══ Excerpted data

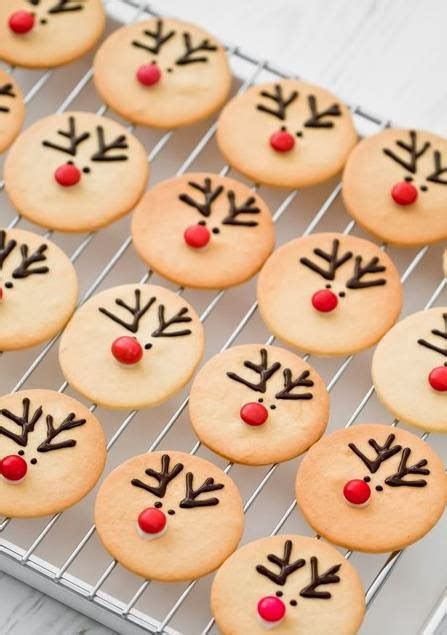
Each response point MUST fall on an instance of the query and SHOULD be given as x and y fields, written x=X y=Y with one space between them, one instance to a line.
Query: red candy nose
x=324 y=300
x=13 y=468
x=282 y=141
x=21 y=22
x=357 y=492
x=149 y=74
x=255 y=414
x=127 y=350
x=404 y=193
x=67 y=175
x=438 y=379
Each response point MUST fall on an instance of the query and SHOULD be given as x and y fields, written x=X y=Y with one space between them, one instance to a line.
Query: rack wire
x=21 y=558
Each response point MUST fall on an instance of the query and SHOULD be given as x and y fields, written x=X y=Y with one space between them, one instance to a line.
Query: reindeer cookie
x=38 y=289
x=395 y=186
x=131 y=346
x=290 y=584
x=42 y=33
x=162 y=73
x=75 y=172
x=169 y=516
x=329 y=294
x=52 y=452
x=203 y=230
x=372 y=488
x=288 y=134
x=258 y=404
x=409 y=370
x=12 y=110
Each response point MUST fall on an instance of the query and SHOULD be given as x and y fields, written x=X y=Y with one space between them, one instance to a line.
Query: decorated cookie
x=410 y=370
x=42 y=33
x=258 y=404
x=395 y=186
x=290 y=584
x=139 y=344
x=38 y=289
x=372 y=488
x=203 y=230
x=52 y=452
x=75 y=172
x=169 y=516
x=162 y=73
x=329 y=294
x=12 y=110
x=288 y=134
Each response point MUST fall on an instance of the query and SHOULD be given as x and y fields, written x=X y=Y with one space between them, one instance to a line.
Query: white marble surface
x=387 y=55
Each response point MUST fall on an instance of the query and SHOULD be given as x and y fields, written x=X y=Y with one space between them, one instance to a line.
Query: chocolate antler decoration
x=318 y=118
x=384 y=452
x=328 y=577
x=188 y=56
x=332 y=259
x=280 y=102
x=192 y=494
x=158 y=36
x=164 y=477
x=24 y=422
x=263 y=370
x=285 y=566
x=137 y=311
x=413 y=151
x=236 y=210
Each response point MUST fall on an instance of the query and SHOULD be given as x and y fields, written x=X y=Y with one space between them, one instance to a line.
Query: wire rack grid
x=61 y=555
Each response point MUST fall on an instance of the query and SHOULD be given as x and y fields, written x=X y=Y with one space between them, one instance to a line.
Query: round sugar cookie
x=329 y=294
x=169 y=516
x=203 y=230
x=75 y=172
x=52 y=452
x=372 y=488
x=131 y=346
x=258 y=404
x=162 y=73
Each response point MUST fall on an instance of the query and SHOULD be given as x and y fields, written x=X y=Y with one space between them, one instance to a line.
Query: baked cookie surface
x=169 y=515
x=395 y=186
x=291 y=584
x=288 y=134
x=42 y=33
x=75 y=172
x=372 y=488
x=162 y=73
x=139 y=344
x=203 y=230
x=329 y=294
x=52 y=452
x=258 y=404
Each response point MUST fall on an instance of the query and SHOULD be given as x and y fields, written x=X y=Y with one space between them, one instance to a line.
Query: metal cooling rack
x=61 y=555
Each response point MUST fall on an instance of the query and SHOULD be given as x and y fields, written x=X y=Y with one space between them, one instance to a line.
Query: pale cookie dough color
x=409 y=370
x=131 y=346
x=162 y=73
x=169 y=516
x=12 y=110
x=75 y=172
x=42 y=33
x=395 y=186
x=203 y=230
x=290 y=584
x=52 y=452
x=289 y=134
x=329 y=294
x=258 y=404
x=372 y=488
x=38 y=289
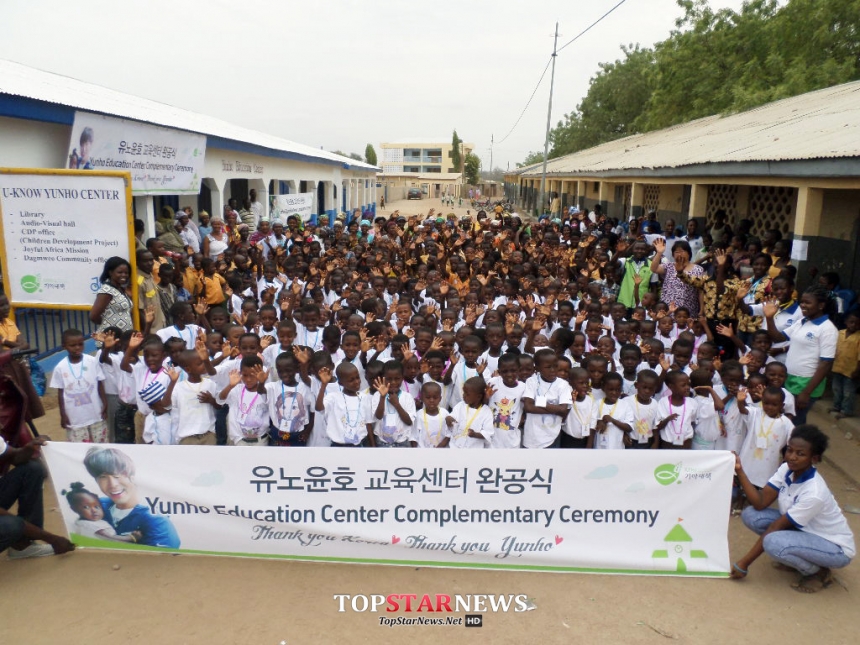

════

Repeat each record as given. No picture belongs in the copy.

Each response point MUST fall on an instance of the query and SHOULD be given as x and y fields, written x=X y=Y with one space between them, one instance to a line.
Query: red candy nose
x=324 y=300
x=13 y=468
x=282 y=141
x=21 y=22
x=357 y=492
x=149 y=74
x=255 y=414
x=127 y=350
x=404 y=193
x=67 y=175
x=438 y=379
Each response point MUST fall on an instance of the query and SHOULD be given as x and y fields, written x=X y=Y with one space between them, one instance to a line.
Query: rack wire
x=21 y=558
Each response point MUST fall on an instance of the query and SHOULD be given as x and y fields, written x=X y=Y with one space between them, one instance to a line.
Query: reindeer cookie
x=38 y=289
x=395 y=186
x=131 y=346
x=290 y=584
x=42 y=33
x=162 y=73
x=75 y=172
x=169 y=516
x=329 y=294
x=52 y=452
x=203 y=230
x=372 y=488
x=288 y=134
x=258 y=404
x=409 y=370
x=12 y=110
Each response point MUST fall on an instance of the query and SHOULD be given as x and y fields, written x=X y=Y with one space between them, one instance to a line.
Query: decorated cookie
x=410 y=370
x=42 y=33
x=258 y=404
x=395 y=186
x=290 y=584
x=139 y=344
x=38 y=289
x=372 y=488
x=203 y=230
x=52 y=452
x=75 y=172
x=169 y=516
x=162 y=73
x=329 y=294
x=12 y=110
x=288 y=134
Each response point MUST fall on an instance of the query and SHOULD be given as x and y fields, written x=X y=Y with one space between them, one instance to a line.
Query: white marble surface
x=387 y=55
Each response point MUST fall on an instance of the query and SHOULD be given as x and y fields, written x=X y=Y with one space between them, one instance to a line.
Query: chocolate antler decoration
x=318 y=118
x=384 y=452
x=328 y=577
x=188 y=56
x=332 y=259
x=280 y=102
x=192 y=494
x=158 y=36
x=164 y=477
x=24 y=422
x=263 y=370
x=285 y=566
x=137 y=311
x=413 y=151
x=236 y=210
Each response point MUST fall on an instance of the query and SHOULD be given as x and y fields, written x=X y=Y with one space between them, one instance to a line.
Query: wire rack grid
x=61 y=555
Each response point MUST fall on an instance of the query and SHOULD be given as x and y fields, written x=X y=Y with one space between them, one instance to a line.
Query: round sugar cookie
x=329 y=294
x=169 y=516
x=203 y=230
x=75 y=172
x=52 y=452
x=372 y=488
x=131 y=346
x=258 y=404
x=162 y=73
Each response point MUST fall on an instance of the query and SHOULD be given as x and y fields, written x=X y=Y with one space between them, one instance to a line.
Query: baked cookie surface
x=169 y=515
x=395 y=186
x=291 y=584
x=288 y=134
x=42 y=33
x=75 y=172
x=372 y=488
x=162 y=73
x=139 y=344
x=203 y=230
x=329 y=294
x=52 y=452
x=258 y=404
Each response point MUST fall on an instance of the query and SHOULD be given as x and y fields, written x=X y=Y with one space between them, one instance to a line.
Query: metal cooling rack
x=61 y=555
Each response point MUST fall on an instance of the query and SHOULD be given as x and y fields, written x=X y=Y with one space between them, one instance to a line.
Query: pale cookie dough color
x=409 y=370
x=131 y=346
x=162 y=73
x=169 y=516
x=12 y=110
x=75 y=172
x=42 y=33
x=395 y=186
x=203 y=230
x=290 y=584
x=52 y=452
x=289 y=134
x=329 y=294
x=258 y=404
x=372 y=488
x=38 y=289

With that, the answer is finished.